* PASSAGE SHOWN *
Wednesday 17 October – Steve Moll – The Incredible World of the Honey Bee
When Steve Moll and his wife retired from full time work and bought a house in Brightwell they very quickly became captivated by everything to do with honey bees. They soon found themselves with another very full-time occupation, looking after numerous hives of bees which are stationed all around south Oxfordshire. In Steve’s fascinating talk he will explore many aspects of the complex life and society of the bees which produce Brightwell Bees Honey.

Wednesday 21 November – Toby Faber – Indians, Buffaloes and Storms: the American West in 19th Century Art
Toby Faber is a regular and very popular visitor to our U3A and is remembered for his fascinating talks on Faberge and Stradivarius. In this lecture, he charts the history of the opening up of the American West by the early explorers. Artists were never far behind and the story they tell can be gritty and down-to-earth or romanticised. However, it is always on a grand scale and the art, whatever its artistic merits, is great fun.

Wednesday 12 December – Ian Keable – Charles Dickens the Conjuror
Charles Dickens may be best known for his novels but he was also a talented magician and fascinated by spiritualism and ghosts. Likewise, Ian Keable is a man of many parts and a member of the Magic Circle. He uses his magical and mindreading skills in this enlightening, entertaining and engaging show which combines mind-bending sleight of hand mysteries with a spooky Victorian twist.

* DATA *
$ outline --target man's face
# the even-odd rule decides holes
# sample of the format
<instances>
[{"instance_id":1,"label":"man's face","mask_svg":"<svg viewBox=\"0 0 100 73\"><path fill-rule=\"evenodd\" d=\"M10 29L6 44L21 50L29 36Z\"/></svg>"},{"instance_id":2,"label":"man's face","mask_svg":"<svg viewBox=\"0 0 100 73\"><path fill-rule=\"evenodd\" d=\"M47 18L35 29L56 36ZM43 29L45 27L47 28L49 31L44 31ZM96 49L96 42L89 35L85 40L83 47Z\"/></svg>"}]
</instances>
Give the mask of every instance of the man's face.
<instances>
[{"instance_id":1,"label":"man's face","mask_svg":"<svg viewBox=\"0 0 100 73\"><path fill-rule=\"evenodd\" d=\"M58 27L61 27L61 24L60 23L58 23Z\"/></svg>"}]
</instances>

* EXERCISE REQUIREMENTS *
(a) Name every speaker in the talk schedule.
(b) Answer these from the talk schedule:
(i) Where did Steve Moll and his wife buy a house after retiring?
(ii) Which two subjects of earlier talks is Toby Faber remembered for?
(iii) Which organization is Ian Keable a member of?
(c) From the talk schedule, extract the text from "Wednesday 17 October" up to and including "Brightwell Bees Honey.".

* ANSWERS FOR THE EXERCISE *
(a)
Steve Moll
Toby Faber
Ian Keable

(b)
(i) Brightwell
(ii) Faberge and Stradivarius
(iii) The Magic Circle

(c)
Wednesday 17 October – Steve Moll – The Incredible World of the Honey Bee
When Steve Moll and his wife retired from full time work and bought a house in Brightwell they very quickly became captivated by everything to do with honey bees. They soon found themselves with another very full-time occupation, looking after numerous hives of bees which are stationed all around south Oxfordshire. In Steve’s fascinating talk he will explore many aspects of the complex life and society of the bees which produce Brightwell Bees Honey.